● Your tasks
1. Please copy the post on horses that are dead to the leg from "There will be" up to and including "the leg aids.", swapping "quick fix recipe" for "ready-made solution".
2. In the post on horses that are dead to the leg, why does the writer find the approach of mixing methods through behavior science works well? Answer in one to three sentences.

● Given text
::::::::
“Dead to the Leg” / Not “Going Forward” Issue

This post somewhat follows the one I wrote last month (click). Here I wanted to reflect on something which I often hear from riders and which goes a little bit like this: “If I don’t give him three or four whacks to start with he just drags along for entire lesson. I hate doing this but it works and he just goes great afterwards” or I really don’t want to kick her so hard but I have to or she just won’t go“…

Understanding what to do and how to do it is the key for the rider to progress. What about the horse…?

I am yet to meet a rider who says “I love that bit at the beginning when I have to whack him properly so he goes well later” or one who says “I ride for the workout I get from booting her along, what a pleasure” so I thought it might be a good idea to write down the “what to do instead” suggestions…

There will be no quick fix recipe in this post, just reflections on where to direct our efforts when re-training a horse that became dull to the leg aids.


When dealing with a “dead-to-the leg” horse or pony it’s important to establish how we are going to get it to understand what is required all over again. It goes without elaboration that I don’t consider such horse stupid. Something happened either during initial training or further use of the horse which made him respectively confused about or unresponsive to the “go button”.

There are so many different training methods out there nowadays that it’s easy to get confused oneself and become unsure as to what system to follow and therefore what might be a good approach when fixing things. I personally am more of an animal science enthusiast and prefer to go with horse friendly equine behaviour science angle with a pinch of open mind added in for good measure.

This helps me decide if I “like” any new training method if I get to try one as well as let’s me mix and match what I see works well in whatever systems I come across be it classical, modern, Parelli, Monty Roberts, Intelligent Horsemanship etc etc whatever names it got given.

I find this works very well because it eliminates illogical training methods and those based on over stimulation of the wrong motivational drives in horses, like fear.

Most often, the dead-to-the-leg horse was either:

1) Never taught to react to the leg touch properly in the first place

2) Withdrawn into himself due to incorrect leg use or abuse by the rider (not necessarily current rider)


3) Movement is uncomfortable to him due to crookedness or rider’s low level of riding skills

The leg aids, and rein aids, are generally trained by negative reinforcement. This means the horse learns that reward comes in a shape of removal of uncomfortable pressure. Leg wrapped around his belly and touching with pressure will relax if he moves. Pressure on the mouth will be immediately gone if he slows down or stops.

My advice would be to make a list of your beliefs connected with horse training. Anything that comes to your mind as to why your horse does or doesn’t do as it is asked. This little exercise, when confronted with behaviour science, should give you pointers as to where to start re-training…

In the process of figuring out how to make your horse be responsive to the leg, you will need to figure out what motivates him and to what extent. Not all horses are food motivated. Some just like to be left alone…if you have a horse that prefers peace of mind then you will have to learn how to be a very quiet, logical and sympathetic rider…If your horse climbs a roof for a carrot you might get away with bouncing about now and then yet provide a meaningful reward for desired [go] behaviour.
::::::::
● Records provided
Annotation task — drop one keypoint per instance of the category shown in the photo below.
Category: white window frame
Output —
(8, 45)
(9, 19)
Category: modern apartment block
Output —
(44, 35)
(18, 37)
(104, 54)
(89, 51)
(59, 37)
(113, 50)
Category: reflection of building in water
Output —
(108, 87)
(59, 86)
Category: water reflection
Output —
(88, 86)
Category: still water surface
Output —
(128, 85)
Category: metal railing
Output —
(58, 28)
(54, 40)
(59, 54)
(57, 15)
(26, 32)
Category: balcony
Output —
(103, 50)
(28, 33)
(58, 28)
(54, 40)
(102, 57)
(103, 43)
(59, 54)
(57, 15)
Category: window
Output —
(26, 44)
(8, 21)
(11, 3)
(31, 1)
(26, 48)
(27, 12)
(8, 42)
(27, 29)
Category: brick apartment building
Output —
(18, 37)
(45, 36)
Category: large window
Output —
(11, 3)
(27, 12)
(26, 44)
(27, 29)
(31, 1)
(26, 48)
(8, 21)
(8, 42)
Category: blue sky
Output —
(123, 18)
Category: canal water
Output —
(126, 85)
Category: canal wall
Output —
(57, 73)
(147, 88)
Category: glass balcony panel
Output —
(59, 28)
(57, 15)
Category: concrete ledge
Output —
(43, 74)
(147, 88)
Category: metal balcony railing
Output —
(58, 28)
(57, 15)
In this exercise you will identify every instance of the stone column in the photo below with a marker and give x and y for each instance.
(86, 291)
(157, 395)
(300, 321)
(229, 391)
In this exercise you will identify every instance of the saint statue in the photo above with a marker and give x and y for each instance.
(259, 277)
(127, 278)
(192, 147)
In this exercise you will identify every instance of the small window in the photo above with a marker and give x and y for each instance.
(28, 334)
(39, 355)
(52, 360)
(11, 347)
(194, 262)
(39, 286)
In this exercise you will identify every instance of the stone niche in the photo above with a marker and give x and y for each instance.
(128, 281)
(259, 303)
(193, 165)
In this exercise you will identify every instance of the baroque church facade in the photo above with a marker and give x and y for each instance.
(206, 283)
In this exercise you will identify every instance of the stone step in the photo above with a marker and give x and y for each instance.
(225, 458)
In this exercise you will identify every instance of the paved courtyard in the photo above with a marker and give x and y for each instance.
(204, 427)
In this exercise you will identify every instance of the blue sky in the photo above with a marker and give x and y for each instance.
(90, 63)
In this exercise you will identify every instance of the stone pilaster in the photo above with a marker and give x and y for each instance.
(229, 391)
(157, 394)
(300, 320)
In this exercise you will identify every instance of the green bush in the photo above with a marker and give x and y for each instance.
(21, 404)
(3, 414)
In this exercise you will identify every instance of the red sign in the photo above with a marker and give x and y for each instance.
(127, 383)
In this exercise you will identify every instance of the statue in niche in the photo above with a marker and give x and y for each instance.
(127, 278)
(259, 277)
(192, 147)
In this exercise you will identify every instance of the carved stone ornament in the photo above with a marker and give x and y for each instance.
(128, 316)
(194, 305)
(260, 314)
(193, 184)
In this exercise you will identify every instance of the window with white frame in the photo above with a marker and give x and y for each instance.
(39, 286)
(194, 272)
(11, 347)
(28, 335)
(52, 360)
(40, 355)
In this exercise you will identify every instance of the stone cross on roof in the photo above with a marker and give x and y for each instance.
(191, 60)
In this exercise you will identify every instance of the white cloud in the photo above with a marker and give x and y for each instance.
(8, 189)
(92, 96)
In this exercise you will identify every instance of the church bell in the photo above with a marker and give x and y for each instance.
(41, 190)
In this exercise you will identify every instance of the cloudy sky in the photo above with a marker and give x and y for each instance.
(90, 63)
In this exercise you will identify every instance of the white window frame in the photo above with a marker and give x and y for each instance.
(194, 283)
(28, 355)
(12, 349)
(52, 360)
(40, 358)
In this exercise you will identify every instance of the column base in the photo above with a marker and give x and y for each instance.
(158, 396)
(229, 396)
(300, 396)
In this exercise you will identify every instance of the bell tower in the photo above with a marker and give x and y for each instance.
::::::::
● Task answers
1.
There will be no ready-made solution in this post, just reflections on where to direct our efforts when re-training a horse that became dull to the leg aids.

2. It eliminates illogical training methods. It also rules out methods based on over-stimulating the wrong motivational drives in horses, such as fear.